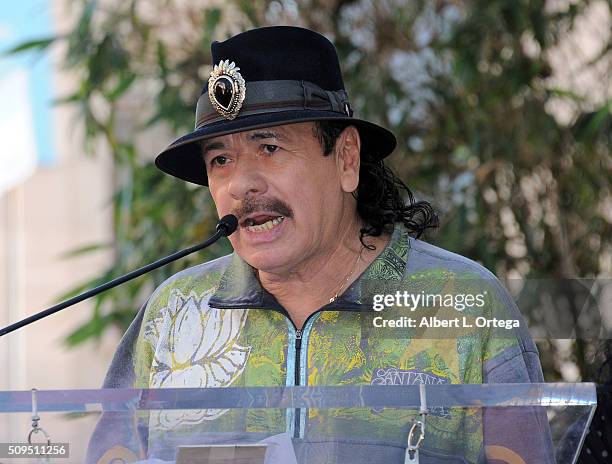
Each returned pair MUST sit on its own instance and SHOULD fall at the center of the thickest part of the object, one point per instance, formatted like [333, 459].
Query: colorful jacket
[214, 325]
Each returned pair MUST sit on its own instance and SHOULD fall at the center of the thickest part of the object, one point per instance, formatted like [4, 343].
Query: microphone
[225, 227]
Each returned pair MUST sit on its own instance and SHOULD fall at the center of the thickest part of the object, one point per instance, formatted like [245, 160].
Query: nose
[246, 180]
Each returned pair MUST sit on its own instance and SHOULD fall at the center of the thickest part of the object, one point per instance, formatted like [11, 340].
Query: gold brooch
[226, 89]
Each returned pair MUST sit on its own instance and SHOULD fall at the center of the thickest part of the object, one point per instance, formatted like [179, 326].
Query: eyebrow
[207, 147]
[265, 135]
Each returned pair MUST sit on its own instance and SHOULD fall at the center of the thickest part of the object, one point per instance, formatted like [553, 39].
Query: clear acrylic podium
[509, 423]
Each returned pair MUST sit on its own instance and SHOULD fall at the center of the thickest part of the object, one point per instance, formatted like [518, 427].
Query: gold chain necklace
[345, 281]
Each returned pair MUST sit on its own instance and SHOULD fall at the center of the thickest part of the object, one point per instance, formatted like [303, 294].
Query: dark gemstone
[224, 92]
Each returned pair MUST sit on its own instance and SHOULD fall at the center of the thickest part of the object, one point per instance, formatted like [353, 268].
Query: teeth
[268, 225]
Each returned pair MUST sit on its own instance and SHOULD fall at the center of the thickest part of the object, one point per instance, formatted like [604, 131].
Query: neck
[310, 286]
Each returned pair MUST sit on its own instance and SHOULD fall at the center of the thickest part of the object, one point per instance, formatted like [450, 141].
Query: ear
[348, 149]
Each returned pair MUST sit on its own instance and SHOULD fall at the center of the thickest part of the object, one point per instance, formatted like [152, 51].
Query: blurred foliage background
[518, 165]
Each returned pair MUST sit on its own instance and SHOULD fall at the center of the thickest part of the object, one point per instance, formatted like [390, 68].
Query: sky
[25, 85]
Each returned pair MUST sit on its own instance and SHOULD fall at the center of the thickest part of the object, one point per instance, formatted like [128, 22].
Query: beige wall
[56, 210]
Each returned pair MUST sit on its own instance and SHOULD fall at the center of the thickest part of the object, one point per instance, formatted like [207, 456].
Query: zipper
[298, 354]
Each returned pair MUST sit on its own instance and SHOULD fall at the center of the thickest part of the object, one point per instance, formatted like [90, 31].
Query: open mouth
[262, 223]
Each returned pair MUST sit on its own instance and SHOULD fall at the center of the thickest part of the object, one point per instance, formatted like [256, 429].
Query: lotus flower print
[195, 346]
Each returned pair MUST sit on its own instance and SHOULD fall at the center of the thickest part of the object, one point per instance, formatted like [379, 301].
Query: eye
[219, 161]
[269, 149]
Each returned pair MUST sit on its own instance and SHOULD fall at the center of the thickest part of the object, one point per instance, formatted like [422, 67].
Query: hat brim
[183, 158]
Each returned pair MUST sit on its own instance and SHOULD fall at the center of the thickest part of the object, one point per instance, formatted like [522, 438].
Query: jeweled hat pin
[226, 89]
[267, 77]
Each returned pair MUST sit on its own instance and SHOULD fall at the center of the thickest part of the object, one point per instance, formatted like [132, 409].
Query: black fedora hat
[269, 77]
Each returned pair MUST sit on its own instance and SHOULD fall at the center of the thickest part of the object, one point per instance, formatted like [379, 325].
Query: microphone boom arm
[225, 227]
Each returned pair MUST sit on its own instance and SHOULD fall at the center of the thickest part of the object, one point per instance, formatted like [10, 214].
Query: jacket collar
[239, 287]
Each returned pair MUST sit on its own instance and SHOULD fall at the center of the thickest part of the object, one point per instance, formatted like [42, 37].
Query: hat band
[275, 96]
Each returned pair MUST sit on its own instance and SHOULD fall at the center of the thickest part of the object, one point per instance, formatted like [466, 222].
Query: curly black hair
[382, 198]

************

# Task requirements:
Using the data above, reproduce exactly the lines from the line that contains "like [207, 456]." through the line that contains "like [256, 429].", including both.

# Task output:
Each returned pair MUST sit on its own instance and SHOULD fall at the center of the thickest part of the object, one point per instance, formatted like [207, 456].
Query: zipper
[298, 354]
Each returned pair MUST sit on its own instance and SHOULD fall at the center of the thickest part of the object, one point per instance, formatted like [90, 31].
Query: open mouth
[262, 223]
Each returned pair MUST sit on its own instance and SHOULD fall at the center of the thickest part of the object, one point per instance, formatted like [256, 429].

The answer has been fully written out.